■ Short exercise ■
Copy out all the entries exactly.

── Input material

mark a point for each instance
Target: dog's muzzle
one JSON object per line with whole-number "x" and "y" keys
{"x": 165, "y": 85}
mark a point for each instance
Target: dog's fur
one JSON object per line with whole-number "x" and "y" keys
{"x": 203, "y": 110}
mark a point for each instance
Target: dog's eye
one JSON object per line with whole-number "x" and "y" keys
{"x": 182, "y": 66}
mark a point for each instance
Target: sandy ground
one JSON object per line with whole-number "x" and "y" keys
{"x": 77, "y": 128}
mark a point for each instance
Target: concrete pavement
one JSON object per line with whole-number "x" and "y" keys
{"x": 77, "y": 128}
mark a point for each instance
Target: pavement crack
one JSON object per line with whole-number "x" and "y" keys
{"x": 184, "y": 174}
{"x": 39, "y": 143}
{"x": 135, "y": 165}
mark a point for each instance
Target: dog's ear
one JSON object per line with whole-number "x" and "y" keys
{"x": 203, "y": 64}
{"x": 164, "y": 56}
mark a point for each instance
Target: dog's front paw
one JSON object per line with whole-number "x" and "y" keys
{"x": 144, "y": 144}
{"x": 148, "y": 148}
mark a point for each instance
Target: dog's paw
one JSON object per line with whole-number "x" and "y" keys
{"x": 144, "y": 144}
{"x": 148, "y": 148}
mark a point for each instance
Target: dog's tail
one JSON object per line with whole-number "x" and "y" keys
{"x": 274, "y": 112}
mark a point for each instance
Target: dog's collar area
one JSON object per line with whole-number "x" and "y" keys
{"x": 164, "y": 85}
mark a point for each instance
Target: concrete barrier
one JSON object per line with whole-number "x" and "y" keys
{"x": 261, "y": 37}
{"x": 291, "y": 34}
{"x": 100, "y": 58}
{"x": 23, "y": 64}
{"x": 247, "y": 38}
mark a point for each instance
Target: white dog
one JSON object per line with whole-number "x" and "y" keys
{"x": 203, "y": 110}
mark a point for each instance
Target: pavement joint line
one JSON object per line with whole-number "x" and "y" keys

────

■ Solution ■
mark a point for each instance
Target: dog's muzzle
one JSON object per line with whole-number "x" and "y" keys
{"x": 165, "y": 85}
mark a point for each instance
Target: dog's fur
one JSON object per line with whole-number "x" and "y" keys
{"x": 203, "y": 110}
mark a point for each instance
Target: dog's eye
one JSON object per line with whole-number "x" and "y" keys
{"x": 182, "y": 66}
mark a point for each instance
Target: sandy ground
one JSON object per line with whole-number "x" and "y" keys
{"x": 77, "y": 128}
mark a point for each instance
Target: concrete pavement
one JSON object per line with whole-number "x" and "y" keys
{"x": 77, "y": 128}
mark a point for each instance
Target: pavement crack
one JSON object per line with whole-number "x" and "y" keys
{"x": 184, "y": 174}
{"x": 39, "y": 143}
{"x": 135, "y": 165}
mark a point for each instance
Target: dog's ear
one JSON object per line with whole-number "x" and "y" keys
{"x": 203, "y": 64}
{"x": 164, "y": 56}
mark a point for each instance
Target: dog's front paw
one JSON object per line with whole-number "x" and "y" keys
{"x": 144, "y": 144}
{"x": 148, "y": 148}
mark a point for each instance
Target: dog's paw
one JSON object per line with whole-number "x" and "y" keys
{"x": 144, "y": 144}
{"x": 148, "y": 148}
mark a point for each instance
Target: dog's tail
one JSON object per line with whole-number "x" and "y" keys
{"x": 274, "y": 112}
mark a point for each instance
Target: dog's collar area
one JSON object per line with whole-number "x" and "y" keys
{"x": 164, "y": 85}
mark a point for each instance
Target: concrete barrier
one JSON object per line with whole-number "x" and "y" keys
{"x": 261, "y": 37}
{"x": 291, "y": 34}
{"x": 100, "y": 58}
{"x": 23, "y": 64}
{"x": 247, "y": 38}
mark a point for each instance
Target: white dog
one JSON object per line with whole-number "x" and "y" keys
{"x": 203, "y": 110}
mark a point for each instance
Target: pavement joint line
one JSON object per line with whole-number "x" and "y" keys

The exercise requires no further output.